Keep only the lines that hold the string "center", filtering out the rest of the entries below.
* * *
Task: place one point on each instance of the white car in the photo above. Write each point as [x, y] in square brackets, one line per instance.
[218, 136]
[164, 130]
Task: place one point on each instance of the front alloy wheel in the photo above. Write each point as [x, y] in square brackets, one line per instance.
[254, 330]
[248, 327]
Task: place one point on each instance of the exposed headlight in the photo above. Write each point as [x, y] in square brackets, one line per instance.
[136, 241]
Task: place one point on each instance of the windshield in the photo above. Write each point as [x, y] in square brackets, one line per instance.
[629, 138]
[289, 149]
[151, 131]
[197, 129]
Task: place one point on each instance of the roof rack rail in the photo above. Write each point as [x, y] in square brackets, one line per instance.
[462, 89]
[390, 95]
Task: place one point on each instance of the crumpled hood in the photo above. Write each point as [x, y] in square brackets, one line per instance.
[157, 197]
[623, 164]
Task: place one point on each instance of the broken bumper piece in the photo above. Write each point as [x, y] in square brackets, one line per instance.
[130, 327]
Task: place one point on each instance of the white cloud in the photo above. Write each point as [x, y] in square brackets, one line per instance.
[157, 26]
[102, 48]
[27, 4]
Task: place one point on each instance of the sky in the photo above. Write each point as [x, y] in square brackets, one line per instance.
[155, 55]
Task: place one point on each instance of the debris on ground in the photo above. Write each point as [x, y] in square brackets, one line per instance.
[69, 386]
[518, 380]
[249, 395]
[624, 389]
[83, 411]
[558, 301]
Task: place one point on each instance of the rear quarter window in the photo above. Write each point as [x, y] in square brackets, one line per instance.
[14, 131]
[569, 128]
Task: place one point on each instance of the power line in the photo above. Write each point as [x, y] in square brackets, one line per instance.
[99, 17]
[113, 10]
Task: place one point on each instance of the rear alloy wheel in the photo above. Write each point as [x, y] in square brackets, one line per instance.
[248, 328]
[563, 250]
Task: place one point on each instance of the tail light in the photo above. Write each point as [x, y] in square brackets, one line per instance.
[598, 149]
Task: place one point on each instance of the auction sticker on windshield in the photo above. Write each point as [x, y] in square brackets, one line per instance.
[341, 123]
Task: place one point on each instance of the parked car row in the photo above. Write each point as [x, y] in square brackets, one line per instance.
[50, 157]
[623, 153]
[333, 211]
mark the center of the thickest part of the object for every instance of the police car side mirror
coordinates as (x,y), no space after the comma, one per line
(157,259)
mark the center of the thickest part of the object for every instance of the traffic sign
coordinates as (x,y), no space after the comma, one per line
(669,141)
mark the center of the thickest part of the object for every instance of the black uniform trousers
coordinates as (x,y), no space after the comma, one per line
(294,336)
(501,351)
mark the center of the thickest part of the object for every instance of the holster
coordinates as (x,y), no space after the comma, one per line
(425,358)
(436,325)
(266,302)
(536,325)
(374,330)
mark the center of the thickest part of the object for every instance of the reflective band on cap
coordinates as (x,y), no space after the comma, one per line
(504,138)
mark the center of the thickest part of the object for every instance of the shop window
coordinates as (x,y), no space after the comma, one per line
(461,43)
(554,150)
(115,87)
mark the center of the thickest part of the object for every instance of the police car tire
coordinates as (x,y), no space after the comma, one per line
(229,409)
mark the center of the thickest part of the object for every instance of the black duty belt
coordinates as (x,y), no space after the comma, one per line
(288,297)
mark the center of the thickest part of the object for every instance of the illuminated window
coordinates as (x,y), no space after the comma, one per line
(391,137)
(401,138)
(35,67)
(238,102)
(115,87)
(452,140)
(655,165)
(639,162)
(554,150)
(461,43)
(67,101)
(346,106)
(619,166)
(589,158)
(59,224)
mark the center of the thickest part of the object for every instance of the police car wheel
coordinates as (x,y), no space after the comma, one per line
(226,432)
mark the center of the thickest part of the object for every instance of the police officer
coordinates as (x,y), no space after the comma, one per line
* * *
### Response area
mark the center of the thickest part of the object for every instance of the police car side mirror
mark the center of the thickest part of the object for every instance of the traffic sign
mark the center of the thickest part of the object for every instance of the black uniform trousers
mark the center of the thickest part of the object for every instance of the holster
mark the center of the thickest part of the object for every instance of the reflective band on cap
mark the center of the thickest part of the object for every instance of the shop window
mark the center of the thickest part of the object for every instance of the police car tire
mark the center of the thickest part of the object for every instance of the black duty belt
mark the center of the thickest part of the object for every instance of the illuminated window
mark the center of the thickest part of the object for every instance of the police car wheel
mark the center of the thickest part of the object for every instance of the police officer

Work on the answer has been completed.